__Goal__
Restate as a short bulleted list the paragraph of the 3D pose prediction text below that opens with "According to an embodiment, the electronic apparatus 100 is implemented," keeping its main facts.

__Quoted text__

****

According to an embodiment, the electronic apparatus 100 is implemented as a server-client system, and the user terminal included in the electronic apparatus 100 is a wearable device and may be implemented as an HMD that displays a virtual environment image to a user and changes a corresponding image in response to the user's movement. The user terminal is equipped with a built-in/attached camera and may obtain a camera view image showing the real world, and may communicate with a server.

The electronic apparatus 100 may observe various body parts of the user through an input/output interface such as cameras installed therein, and may generate the results of the observation as a plurality of pieces of image data. In this case, the generated plurality of pieces of image data may be image data including information about the user's body parts observed in various directions from a first-person viewpoint.

The electronic apparatus 100 may receive a plurality of pieces of image data obtained by observing the user's body parts from a first-person viewpoint, and may generate the plurality of pieces of image data as limb heatmaps and joint heatmaps by using a heatmap estimator. In this case, the heatmaps represent per-pixel probabilistic 2D poses from a camera viewpoint, and according to an embodiment, two types of heatmaps for joints and limbs may be used. The limb heatmaps may represent a limb pose as a stereo pair, and the joint heatmaps may represent a joint pose as a stereo pair. In this case, the joint heatmaps follow the standard definition (see the paper by Jonathan Tompson, Ross Goroshin, Arjun Jain, Yann Le-Cun, and Christoph Bregler (2015). Efficient object localization using convolutional networks. In CVPR, pages 648-656. IEEE Computer Society) in which a pixel value represents the probability that a joint is at corresponding 2D coordinates. The limb heatmaps have two channels, and may be used to obtain a relational feature vector between two joints. The limb heatmaps may represent 3D information together with limb visibility with lines connecting the joints (see the paper by Tacho Kang, Kyungjin Lee, Jinrui Zhang, and Youngki Lee (2023). Ego3dpose: Capturing 3d cues from binocular egocentric views. In SIGGRAPH Asia 2023 Conference Papers, New York, NY, USA. Association for Computing Machinery).

The electronic apparatus 100 may extract joint feature vectors by inputting joint heatmaps to a grid heatmap encoder (a grid vision transformer (ViT) encoder). According to an embodiment, the grid heatmap encoder may receive joint heatmaps as input and generate a feature embedding for each joint. That is, the grid heatmap encoder may receive joint heatmaps as input and extract a joint feature vector for each joint.

The electronic apparatus 100 may output a propagation feature vector by propagating the relational feature vector between neighboring joints, generated based on the extracted joint feature vector and the limb heat maps, through a propagation network. In this case, the propagation network may have a skeletal tree hierarchical structure. According to an embodiment, the skeletal tree hierarchical structure may be constructed in the form of a tree in which individual joints are connected with the head set as the root thereof.

The electronic apparatus 100 may predict a 3D pose of the user based on propagation feature vectors and joint feature vectors.

Hereinafter, the apparatus for predicting a 3D pose refers to the electronic apparatus 100 described above.

Referring to FIG. 1, an apparatus 100 for predicting a 3D pose according to an embodiment includes an input/output interface 110, memory 120, a communication interface 130, and a controller 140.

****

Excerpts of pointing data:
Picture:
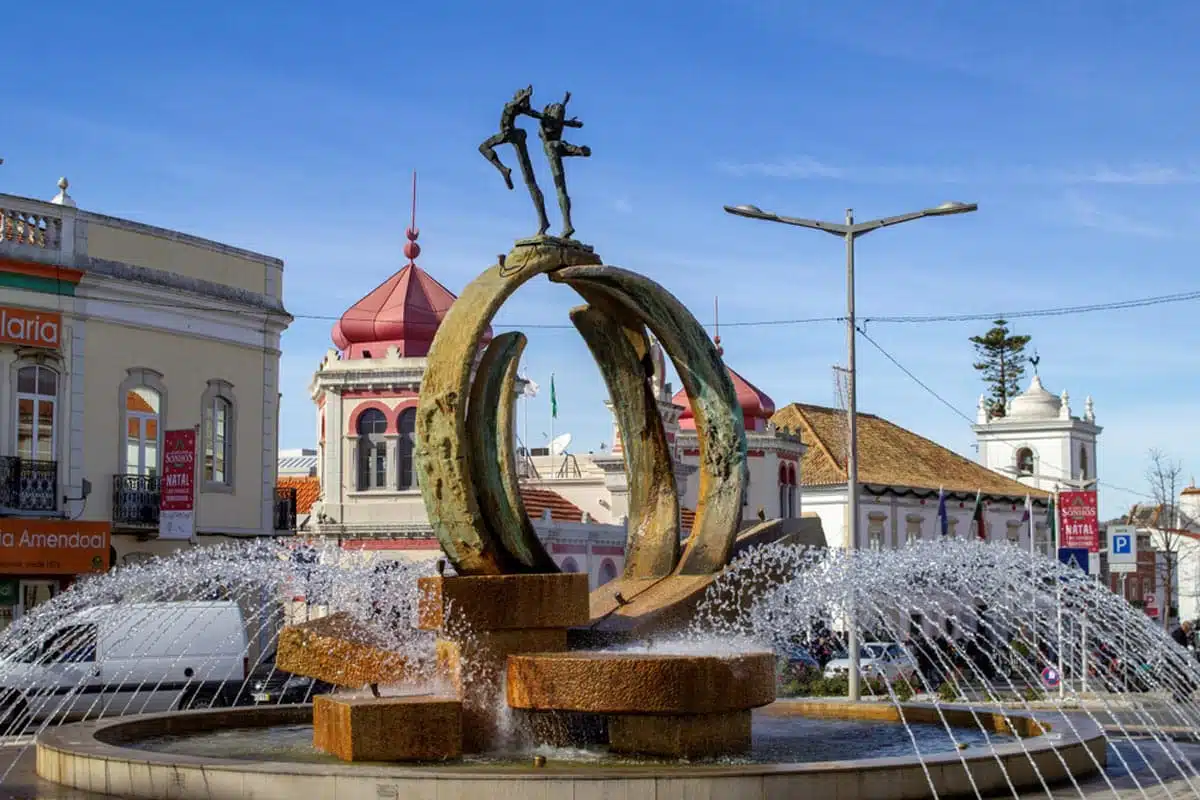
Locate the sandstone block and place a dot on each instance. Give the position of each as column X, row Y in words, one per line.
column 496, row 602
column 688, row 735
column 419, row 728
column 474, row 667
column 640, row 683
column 341, row 651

****

__Worked answer__
- Electronic apparatus 100 is implemented as a server-client system.
- Its user terminal is a wearable device and may be implemented as an HMD.
- The HMD displays a virtual environment image to the user and changes the image in response to the user's movement.
- The terminal has a built-in or attached camera and may obtain a camera view image showing the real world.
- The terminal may communicate with a server.